Document excerpt:
So much for that phase in gunnery. All weapons carry the same principles in this way.
During World Wars I and II the Germans produced a very fast vessel among others which was named an E-Boat. It carried torpedoes as well as guns. These vessels caused lots of damage among ships and shore establishments around the English Channel. To counter this menace the English Navy built a series of counter vessels which they called "E or Torpedo Boat Destroyers". These vessels, now universally called Destroyers, were the utility vessels of the Fleet. They were called the V and W class as their names always started with a V or W. This class of destroyers were around 300 feet long and 30 feet wide and were steam driven through geared turbines giving a speed of up to 34 knots. They were armed as follows: 4-4 inch semi automatic quick firing guns in single mountings, two guns forward and two guns aft. Some were fitted with 6 torpedoes, some 4. There were various other small arms but the depth charges fitted on the stern were for anti submarine purposes. On the gunnery control side, the best that was available at the time, was as follows: a range-finder was positioned at the back of the upper bridge, the Gunnery Officer was positioned on the bridge and in a room at deck level below the bridge was a small room known as the Transmitting Station (TS).

Short exercise 1:
In the passage on destroyers, why did the English Navy build the vessels that came to be called Destroyers? Answer in one to three sentences.

Provided entries:
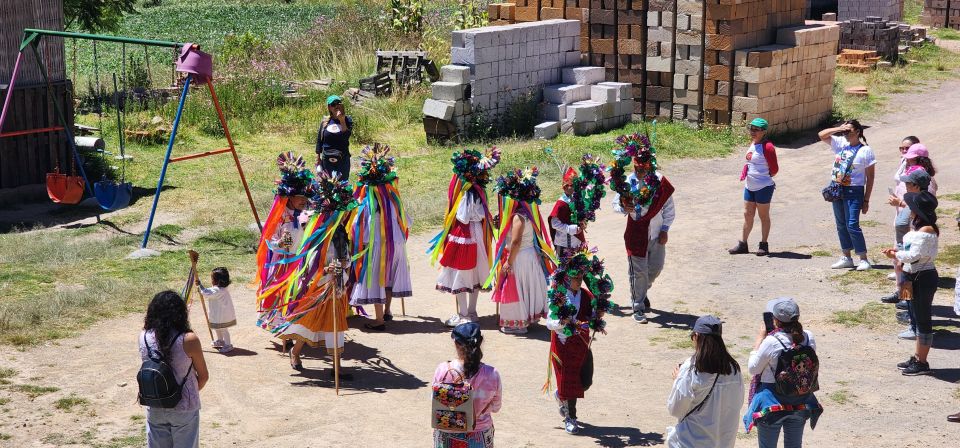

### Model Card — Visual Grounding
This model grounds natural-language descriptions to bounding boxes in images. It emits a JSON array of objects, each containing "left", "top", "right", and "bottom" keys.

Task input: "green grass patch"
[
  {"left": 830, "top": 302, "right": 896, "bottom": 329},
  {"left": 10, "top": 384, "right": 60, "bottom": 398},
  {"left": 53, "top": 395, "right": 90, "bottom": 412}
]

Short exercise 2:
Please print all of the records above line for line, leaving the pictures out of your answer.

Output 1:
The English Navy built them to counter the German E-Boats. These were very fast vessels carrying torpedoes and guns, and they had caused a great deal of damage to ships and shore establishments around the English Channel.

Output 2:
### Model Card — Visual Grounding
This model grounds natural-language descriptions to bounding boxes in images. It emits a JSON array of objects, each containing "left", "top", "right", and "bottom" keys.

Task input: "green grass patch"
[
  {"left": 830, "top": 302, "right": 896, "bottom": 329},
  {"left": 10, "top": 384, "right": 60, "bottom": 398},
  {"left": 53, "top": 395, "right": 90, "bottom": 412}
]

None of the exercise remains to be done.